(Exercise a):
From the unseen poetry transcript, extract the passage from "Connected to the" up to and including "your later writing.".

(Source text):
%%

HEre is the transcript...


Hi I'm Catrin, 

Today we're going to learn how to approach the unseen poetry in the GCSE exam. So you're sitting in the exam room and you are presented with a poem you've never seen before.  The first thing you need to do is read that poem; read the poem, read the title and read who the poet is. Then read the poem again, don't pick up your pencil, just read it and see what you can take from it. And then read the poem for the third time. On this third time pick up your pencil circle any words that you think are important, any rhyming structures and then you can proceed and write about it. When you want to think about writing about the poem, you want to think about the content. So what is being said in the poem? Now, this isn't the most important thing, but it is important that you understand something about the content of the poem if you're going to write about it. Don't worry if you don't get everything that's fine. So you want to be thinking about the content. Is it a poem from a sister to another sister? Is someone writing about their experience with the war? Is someone writing about going shopping? What's happening in the poem? 

Connected to the content is the theme. Is there a certain thing that the writer is trying to get the reader to think about?  The poet might have a specific agenda that he or she wants to approach. Are they talking about global warming? Are they talking about love? Are they talking about upset feelings? What are they talking about? The content and the theme are preliminary; they're the things you need to do at the start. But then you need to do get to it. You need to be thinking about the mood of the poem. Is it happy? Is it sad? How does it make you feel? When you read that poem for the first time, how did I make you feel? It can be a very personal response, but that personal response can aid you in your later writing. 

Then you need to approach three main things; form and structure, language used in the poem, and imagery. So when you're sitting down in the exam with your pencil waiting to go through the poem again, these are the three things you want to be looking out for. Firstly, what is the form of the poem? Is it one long verse/one stanza? Or is it four? Is it five? And why do you think that might be? If it's two perhaps there is a shift between the two verses. Perhaps one is happy and the other is sad. Perhaps the reader finds out something halfway through, sorry the writer... So, what is the form? That's really important to understand the structure of the poem. Then we talk about the structure, you need to think about any shifts that happen throughout. Does it start addressing the reader directly and then the end is more personal? Is it very open the whole way through? What's the structure of the poem? These two can really help you get your head around what the poem is trying to say.  Another thing that's quite important is in the form and structure section is rhyme. As you know, poems do not have to rhyme but they sometimes do, and if they do, why is the poet made that decision? Why are they rhyming? Does it create pace? Does it make it seem more lyrical/poetic? That's really important to think about, but remember, poems that have to rhyme.

%%

(Exercise b):
Reproduce the lines of the listing from the line with "bin. Write the coordinates, one line per instance." up to and including the last line of the listing, changing "porch" to "veranda" and keeping everything else the same.

(Records drawn from a data source)
%%

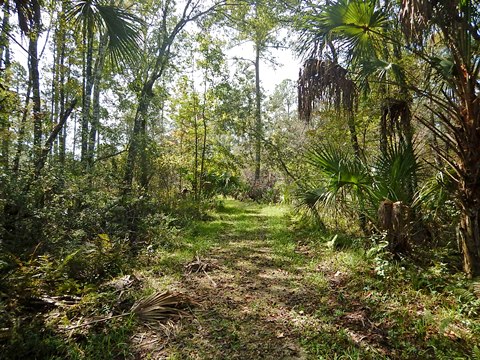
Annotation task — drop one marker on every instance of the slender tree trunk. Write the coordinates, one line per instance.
(35, 76)
(21, 131)
(353, 134)
(63, 135)
(99, 65)
(138, 135)
(87, 90)
(469, 184)
(258, 114)
(196, 189)
(5, 59)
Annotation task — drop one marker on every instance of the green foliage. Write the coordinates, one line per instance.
(340, 177)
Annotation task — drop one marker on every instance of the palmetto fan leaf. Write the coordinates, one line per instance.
(385, 71)
(122, 28)
(341, 173)
(355, 24)
(161, 306)
(339, 167)
(395, 172)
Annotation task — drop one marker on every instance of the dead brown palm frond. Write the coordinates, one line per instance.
(155, 308)
(161, 306)
(415, 16)
(199, 265)
(476, 288)
(327, 82)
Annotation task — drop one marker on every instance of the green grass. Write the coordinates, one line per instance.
(280, 288)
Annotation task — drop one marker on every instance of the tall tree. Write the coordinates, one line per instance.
(103, 25)
(164, 36)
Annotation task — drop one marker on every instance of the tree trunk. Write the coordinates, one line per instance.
(87, 90)
(35, 76)
(21, 131)
(469, 193)
(5, 58)
(395, 219)
(97, 76)
(258, 114)
(353, 134)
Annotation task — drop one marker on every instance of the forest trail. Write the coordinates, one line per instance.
(262, 296)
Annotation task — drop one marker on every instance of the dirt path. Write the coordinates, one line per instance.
(255, 298)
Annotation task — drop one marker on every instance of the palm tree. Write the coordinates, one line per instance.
(119, 33)
(352, 25)
(455, 24)
(366, 187)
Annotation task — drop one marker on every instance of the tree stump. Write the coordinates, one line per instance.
(394, 218)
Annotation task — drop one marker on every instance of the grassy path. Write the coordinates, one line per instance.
(266, 296)
(256, 294)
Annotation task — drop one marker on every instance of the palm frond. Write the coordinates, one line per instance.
(327, 82)
(395, 173)
(339, 167)
(356, 24)
(122, 28)
(161, 306)
(124, 33)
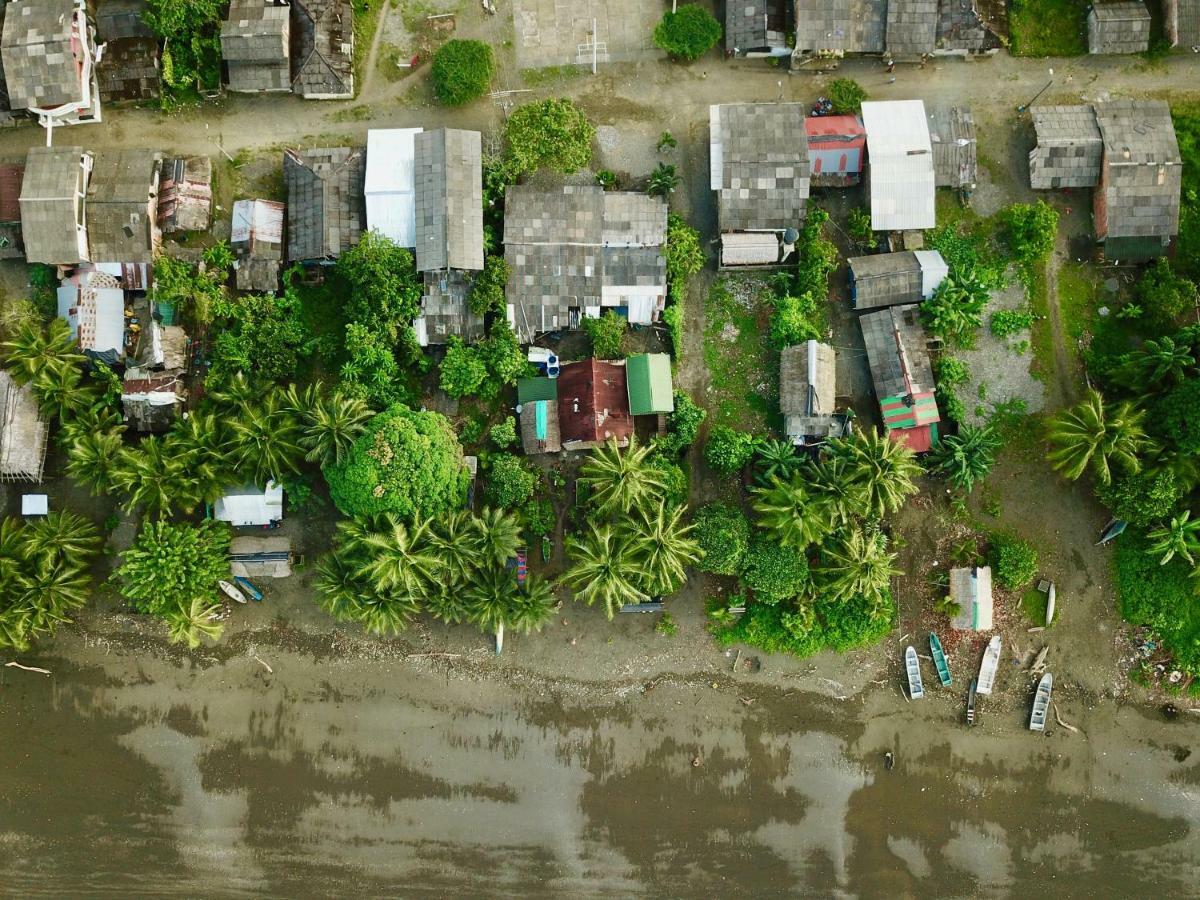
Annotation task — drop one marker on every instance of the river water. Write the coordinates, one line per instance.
(142, 775)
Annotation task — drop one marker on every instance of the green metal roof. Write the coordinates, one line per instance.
(651, 390)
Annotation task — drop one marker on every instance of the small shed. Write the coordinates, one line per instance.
(971, 589)
(1119, 27)
(651, 389)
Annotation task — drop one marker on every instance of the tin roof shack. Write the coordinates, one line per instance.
(904, 378)
(257, 243)
(900, 160)
(756, 28)
(955, 154)
(52, 204)
(123, 207)
(1137, 202)
(323, 49)
(324, 202)
(895, 279)
(129, 69)
(576, 251)
(837, 150)
(23, 432)
(808, 394)
(971, 589)
(759, 167)
(255, 45)
(48, 49)
(1119, 27)
(593, 405)
(1181, 22)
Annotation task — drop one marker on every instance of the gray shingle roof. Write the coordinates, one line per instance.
(39, 61)
(1119, 27)
(324, 201)
(765, 171)
(323, 57)
(1068, 150)
(449, 186)
(51, 207)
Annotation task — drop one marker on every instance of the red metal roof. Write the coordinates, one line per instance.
(593, 402)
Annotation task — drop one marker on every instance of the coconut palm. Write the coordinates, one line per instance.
(604, 568)
(1095, 435)
(622, 480)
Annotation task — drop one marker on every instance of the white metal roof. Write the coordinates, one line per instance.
(390, 184)
(901, 165)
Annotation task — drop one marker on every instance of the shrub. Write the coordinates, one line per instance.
(724, 534)
(462, 71)
(688, 34)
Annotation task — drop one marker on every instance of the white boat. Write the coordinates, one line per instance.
(232, 591)
(916, 691)
(989, 666)
(1042, 703)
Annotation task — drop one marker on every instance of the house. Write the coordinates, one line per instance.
(756, 28)
(895, 279)
(1119, 27)
(48, 49)
(52, 204)
(576, 250)
(23, 432)
(185, 195)
(837, 150)
(390, 185)
(759, 167)
(971, 589)
(324, 202)
(955, 153)
(251, 505)
(123, 207)
(323, 49)
(808, 394)
(257, 241)
(1181, 22)
(129, 66)
(900, 162)
(255, 46)
(94, 306)
(904, 378)
(593, 405)
(538, 413)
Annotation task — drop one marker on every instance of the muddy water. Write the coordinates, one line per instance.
(123, 774)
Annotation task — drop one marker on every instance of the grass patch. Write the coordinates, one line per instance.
(1048, 28)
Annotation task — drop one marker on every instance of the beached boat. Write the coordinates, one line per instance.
(1042, 703)
(232, 592)
(916, 691)
(989, 666)
(943, 669)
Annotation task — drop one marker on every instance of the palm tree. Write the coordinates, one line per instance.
(622, 480)
(1180, 537)
(859, 565)
(605, 567)
(665, 549)
(883, 469)
(1089, 433)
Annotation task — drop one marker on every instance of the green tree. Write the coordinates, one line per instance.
(462, 71)
(688, 34)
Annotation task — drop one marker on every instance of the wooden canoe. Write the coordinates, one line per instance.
(1042, 703)
(989, 666)
(943, 669)
(916, 691)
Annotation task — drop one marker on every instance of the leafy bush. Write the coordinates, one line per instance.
(724, 534)
(688, 34)
(462, 71)
(1015, 562)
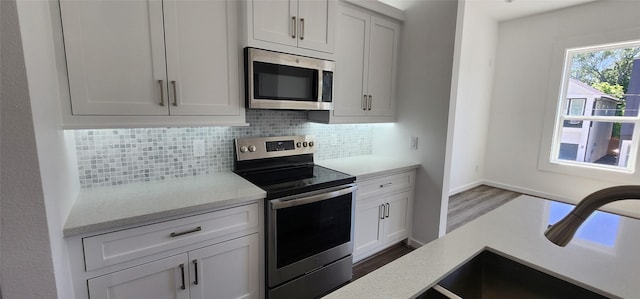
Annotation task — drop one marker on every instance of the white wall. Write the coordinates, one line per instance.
(527, 58)
(471, 98)
(40, 27)
(27, 267)
(424, 83)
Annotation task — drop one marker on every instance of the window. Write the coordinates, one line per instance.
(598, 108)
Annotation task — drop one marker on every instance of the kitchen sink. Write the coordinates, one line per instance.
(490, 275)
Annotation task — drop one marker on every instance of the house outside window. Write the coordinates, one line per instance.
(597, 112)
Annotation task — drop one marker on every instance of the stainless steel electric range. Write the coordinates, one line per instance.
(309, 213)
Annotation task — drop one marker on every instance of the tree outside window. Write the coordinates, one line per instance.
(598, 107)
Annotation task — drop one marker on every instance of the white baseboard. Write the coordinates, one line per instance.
(465, 187)
(528, 191)
(414, 243)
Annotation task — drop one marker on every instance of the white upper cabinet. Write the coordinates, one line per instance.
(152, 58)
(295, 24)
(275, 21)
(366, 58)
(202, 57)
(317, 24)
(116, 65)
(353, 56)
(383, 52)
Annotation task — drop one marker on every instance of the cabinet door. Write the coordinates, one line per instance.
(115, 57)
(202, 57)
(352, 56)
(273, 21)
(226, 270)
(316, 25)
(382, 66)
(396, 225)
(161, 279)
(367, 230)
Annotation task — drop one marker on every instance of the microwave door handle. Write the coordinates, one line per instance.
(277, 204)
(320, 78)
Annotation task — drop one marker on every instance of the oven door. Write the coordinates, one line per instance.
(284, 81)
(308, 231)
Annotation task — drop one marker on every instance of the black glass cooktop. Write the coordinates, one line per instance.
(285, 181)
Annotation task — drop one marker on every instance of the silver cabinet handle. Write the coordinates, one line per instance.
(161, 92)
(197, 229)
(387, 210)
(386, 185)
(175, 93)
(183, 286)
(293, 27)
(195, 266)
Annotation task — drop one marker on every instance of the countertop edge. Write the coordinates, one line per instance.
(361, 166)
(145, 219)
(385, 172)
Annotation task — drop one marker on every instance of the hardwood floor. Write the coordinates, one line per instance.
(463, 207)
(471, 204)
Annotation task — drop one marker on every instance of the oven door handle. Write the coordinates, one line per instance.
(277, 204)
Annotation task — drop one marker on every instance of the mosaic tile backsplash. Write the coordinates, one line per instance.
(121, 156)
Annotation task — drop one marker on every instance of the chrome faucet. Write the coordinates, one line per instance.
(562, 232)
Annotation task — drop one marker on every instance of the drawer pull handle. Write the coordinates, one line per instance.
(175, 93)
(197, 229)
(161, 92)
(183, 286)
(386, 185)
(195, 266)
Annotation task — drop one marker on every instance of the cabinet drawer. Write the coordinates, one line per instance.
(121, 246)
(385, 184)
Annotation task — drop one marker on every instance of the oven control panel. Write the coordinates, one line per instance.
(271, 147)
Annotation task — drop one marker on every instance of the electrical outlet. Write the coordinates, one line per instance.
(414, 142)
(334, 139)
(198, 148)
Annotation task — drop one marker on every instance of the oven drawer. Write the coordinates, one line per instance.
(385, 184)
(125, 245)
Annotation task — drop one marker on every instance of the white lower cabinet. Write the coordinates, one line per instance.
(159, 279)
(382, 217)
(211, 255)
(225, 270)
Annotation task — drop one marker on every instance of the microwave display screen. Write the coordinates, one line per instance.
(282, 82)
(276, 146)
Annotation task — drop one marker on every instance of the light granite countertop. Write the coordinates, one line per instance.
(603, 257)
(368, 166)
(124, 205)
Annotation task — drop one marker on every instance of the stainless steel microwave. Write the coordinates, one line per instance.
(276, 80)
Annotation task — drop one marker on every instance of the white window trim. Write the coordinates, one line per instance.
(557, 86)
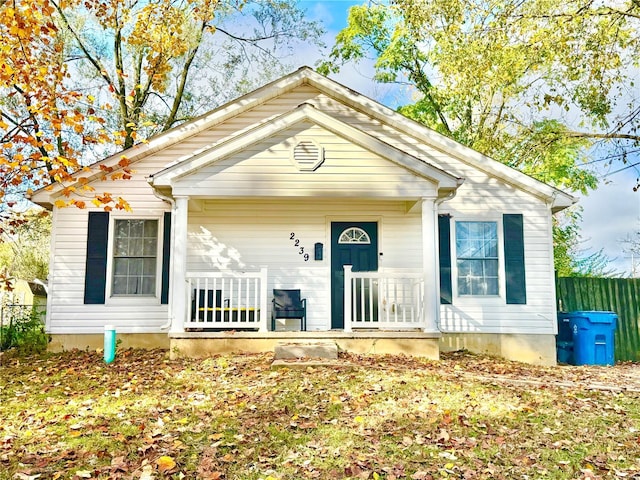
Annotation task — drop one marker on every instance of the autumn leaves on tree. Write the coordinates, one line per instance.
(82, 80)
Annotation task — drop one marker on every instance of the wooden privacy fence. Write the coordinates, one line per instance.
(619, 295)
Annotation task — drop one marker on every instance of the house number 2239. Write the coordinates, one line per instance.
(300, 248)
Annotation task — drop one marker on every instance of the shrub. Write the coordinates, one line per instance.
(22, 328)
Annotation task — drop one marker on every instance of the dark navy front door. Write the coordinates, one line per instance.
(352, 243)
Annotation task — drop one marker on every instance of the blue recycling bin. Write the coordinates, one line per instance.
(593, 333)
(564, 339)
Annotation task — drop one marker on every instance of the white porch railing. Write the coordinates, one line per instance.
(383, 300)
(227, 300)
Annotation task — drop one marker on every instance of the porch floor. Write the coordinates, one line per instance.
(202, 344)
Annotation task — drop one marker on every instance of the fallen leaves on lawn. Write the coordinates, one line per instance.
(392, 417)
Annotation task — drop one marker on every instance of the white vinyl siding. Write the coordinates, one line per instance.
(135, 257)
(245, 206)
(477, 258)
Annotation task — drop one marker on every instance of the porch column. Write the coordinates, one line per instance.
(431, 303)
(179, 255)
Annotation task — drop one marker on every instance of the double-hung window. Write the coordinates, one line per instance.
(477, 258)
(135, 257)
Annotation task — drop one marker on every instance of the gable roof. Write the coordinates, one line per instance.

%%

(Answer a):
Connected to the content is the theme. Is there a certain thing that the writer is trying to get the reader to think about?  The poet might have a specific agenda that he or she wants to approach. Are they talking about global warming? Are they talking about love? Are they talking about upset feelings? What are they talking about? The content and the theme are preliminary; they're the things you need to do at the start. But then you need to do get to it. You need to be thinking about the mood of the poem. Is it happy? Is it sad? How does it make you feel? When you read that poem for the first time, how did I make you feel? It can be a very personal response, but that personal response can aid you in your later writing.

(Answer b):
Annotation task — drop one marker on every instance of the blue recycling bin. Write the coordinates, one line per instance.
(593, 333)
(564, 339)
Annotation task — drop one marker on every instance of the white veranda railing. Write the coordinates, one line per instance.
(383, 300)
(227, 300)
Annotation task — drop one marker on every instance of the veranda floor. Write the coordinates, one line per instance.
(202, 344)
Annotation task — drop one marker on every instance of the fallen leaves on lawn. Write the coordinates, one line per instance.
(392, 417)
Annotation task — drop one marker on every instance of the white vinyl siding. Write the coordinates, one line per instance.
(135, 257)
(245, 206)
(477, 258)
Annotation task — drop one marker on every instance of the veranda column. Write the coordinates, one line per instance.
(431, 303)
(179, 255)
Annotation task — drop one marker on every instance of the double-hung window. Write the coordinates, one line per instance.
(477, 258)
(135, 257)
Annotation task — drop one marker on every instance of the gable roof. Write the coordinates, one line per instance.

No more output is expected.